- _Provided text_:
════════

Environmental Lecture Series
Speakers Announced

The Edwin Way Teale Lecture Series on Nature and the Environment begins its sixth year with a free public lecture on September 23 by William Denevan, a world authority on aboriginal population in the Amazon basin.

The lecture is the first of six talks this year that will bring to UConn the country's leading scientists and scholars to increase awareness of work being done in many fields to address issues and problems facing the environment."

Each starts at 4 p.m. in the Thomas J. Dodd Research Center.

"The Teale Series has been a catalyst for interdisciplinary teaching and research at UConn, and has provided students, faculty, and public the opportunity to learn from some of today's most influential environmental scholars," said Kent Holsinger, professor of ecology and evolutionary biology and co-chair of the Teale series committee.

"It's clear that environmental problems can't be solved by a single discipline," said Holsinger, who has studied threats to native habitats in Connecticut and around the world for nearly two decades. "People from all walks of life make a difference, and many areas of expertise are needed."

The 2002-03 Teale lectures are:

  • September 23, "Prehistoric Human Impacts on the Environment of Amazonia, with Emphasis on Anthropogenic Dark Earths," by William Denevan, cultural ecologist and professor emeritus, University of Wisconsin-Madison, an expert on native agricultural practices and lifeways across the Americas from prehistory to the present. His most recent book is Cultivated Landscapes of Native Amazonia and the Andes (Oxford University Press: 2002).

  • Oct. 17, "Environment and Statecraft: The Strategy of Environmental Treaty-Making," by Scott Barrett, professor of environmental economics and international political economy at the Paul H. Nitze School of Advanced International Studies, and director of the Energy, Environment, Science & Technology Program, at Johns Hopkins University. An expert on international environmental agreements, Barrett is also an advisor to the European Commission, the OECD, the World Bank, and the United Nations.

════════

Referring expression data:
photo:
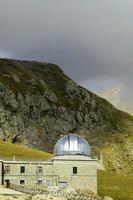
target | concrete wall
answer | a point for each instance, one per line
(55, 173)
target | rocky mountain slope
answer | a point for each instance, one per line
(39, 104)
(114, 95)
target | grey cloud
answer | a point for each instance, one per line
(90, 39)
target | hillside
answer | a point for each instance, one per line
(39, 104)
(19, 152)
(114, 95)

════════

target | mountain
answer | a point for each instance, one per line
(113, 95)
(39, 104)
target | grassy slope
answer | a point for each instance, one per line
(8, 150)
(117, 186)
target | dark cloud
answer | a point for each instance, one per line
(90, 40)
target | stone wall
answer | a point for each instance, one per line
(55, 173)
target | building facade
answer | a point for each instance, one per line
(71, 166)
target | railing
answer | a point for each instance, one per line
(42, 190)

════════

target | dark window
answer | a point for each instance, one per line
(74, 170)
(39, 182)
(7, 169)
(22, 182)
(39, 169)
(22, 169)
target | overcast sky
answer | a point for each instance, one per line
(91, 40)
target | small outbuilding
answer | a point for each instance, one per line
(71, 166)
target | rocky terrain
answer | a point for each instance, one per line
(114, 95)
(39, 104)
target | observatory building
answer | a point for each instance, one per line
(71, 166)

════════

- _Work to complete_:
A – Please copy the lecture series announcement word for word, starting at "The 2002-03 Teale" and ending at "University Press: 2002).".
B – Continue the lecture series announcement from its final sentence onward.

- _Results_:
A –
The 2002-03 Teale lectures are:

  • September 23, "Prehistoric Human Impacts on the Environment of Amazonia, with Emphasis on Anthropogenic Dark Earths," by William Denevan, cultural ecologist and professor emeritus, University of Wisconsin-Madison, an expert on native agricultural practices and lifeways across the Americas from prehistory to the present. His most recent book is Cultivated Landscapes of Native Amazonia and the Andes (Oxford University Press: 2002).

B –
  • Nov. 14, "Crossing Thresholds: The Environment as Moral Challenge," by Bill McKibben, visiting scholar in environmental studies at Middlebury College. His book, The End of Nature, published in 20 languages on six continents, sounded one of the earliest alarms about global warming. He has also written The Age of Missing Information, Hope, Human and Wild, Hundred Dollar Holiday, and Maybe One, and writes regularly for The New York Times, The New Yorker, Atlantic, Harper's.

  • Feb. 20, "Estimating Climate and Climatic Change from Lousy Weather-Station Networks," by Cort Willmott, professor of geography, University of Delaware. Willmott's innovative uses of explicitly spatial methods have advanced understanding of climate and climate change. His research has been supported by NASA and the National Science Foundation, among others.

  • March 27, "African Climate Change and Human Evolution," by Peter deMenocal, a paleo-oceanographer and assistant professor of earth and environmental sciences, Lamont-Doherty Earth Observatory, Columbia University. deMenocal's studies of deep-sea sediments and microfossils are advancing understanding of human evolution, with funding from the National Science Foundation, the National Oceanic and Atmospheric Administration, and the Office of Naval Research.

The April lecture will be announced later.

The series is sponsored by the Offices of the President, the Chancellor, the Thomas J. Dodd Research Center, the Connecticut State Museum of Natural History, College of Agriculture and Natural Resources, College of Liberal Arts and Sciences, Graduate School, and other academic departments.